=== Section Start ===
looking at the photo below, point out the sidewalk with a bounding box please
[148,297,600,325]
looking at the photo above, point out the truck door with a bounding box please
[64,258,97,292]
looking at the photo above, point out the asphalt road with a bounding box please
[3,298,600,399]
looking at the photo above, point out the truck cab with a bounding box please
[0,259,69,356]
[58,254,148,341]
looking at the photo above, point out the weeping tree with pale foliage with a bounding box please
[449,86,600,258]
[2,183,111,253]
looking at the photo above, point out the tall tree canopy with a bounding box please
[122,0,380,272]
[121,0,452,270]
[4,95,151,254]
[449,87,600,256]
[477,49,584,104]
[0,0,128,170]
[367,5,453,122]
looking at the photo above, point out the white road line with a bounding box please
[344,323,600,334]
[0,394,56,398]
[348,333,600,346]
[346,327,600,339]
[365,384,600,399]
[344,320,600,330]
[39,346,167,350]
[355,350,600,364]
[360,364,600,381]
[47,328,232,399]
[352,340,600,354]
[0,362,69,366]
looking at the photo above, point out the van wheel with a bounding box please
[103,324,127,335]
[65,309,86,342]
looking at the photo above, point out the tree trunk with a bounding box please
=== Section End ===
▶ _TASK_:
Copy every record once more, exactly as given.

▶ _YOUR RESPONSE_:
looking at the photo below, point out the sidewalk with a bounding box please
[148,297,600,325]
looking at the photo above, point out the truck door with a bounding box please
[64,258,97,292]
looking at the photo above, point out the asphalt road with a bounding box please
[3,298,600,399]
looking at the photo above, point out the truck cab with a bounding box please
[0,259,69,356]
[58,254,148,341]
looking at the photo above, point out the weeping tree with pale foliage with a bounding box please
[449,86,600,258]
[2,183,111,253]
looking at the photo above, point out the tall tree canopy with a bounding box please
[122,0,380,272]
[121,0,452,270]
[4,95,151,254]
[449,87,600,256]
[477,49,584,104]
[0,0,128,170]
[367,5,453,122]
looking at the photo above, point out the white road line with a bounding box please
[344,323,600,334]
[0,394,56,398]
[348,333,600,346]
[346,327,600,339]
[365,384,600,399]
[344,320,600,330]
[39,346,167,350]
[355,350,600,364]
[360,364,600,381]
[47,328,232,399]
[352,340,600,354]
[0,362,69,366]
looking at the photo above, point out the van wheel with a bounding box please
[103,324,127,335]
[65,309,86,342]
looking at the photo above, point out the tree trunk with a bounding box please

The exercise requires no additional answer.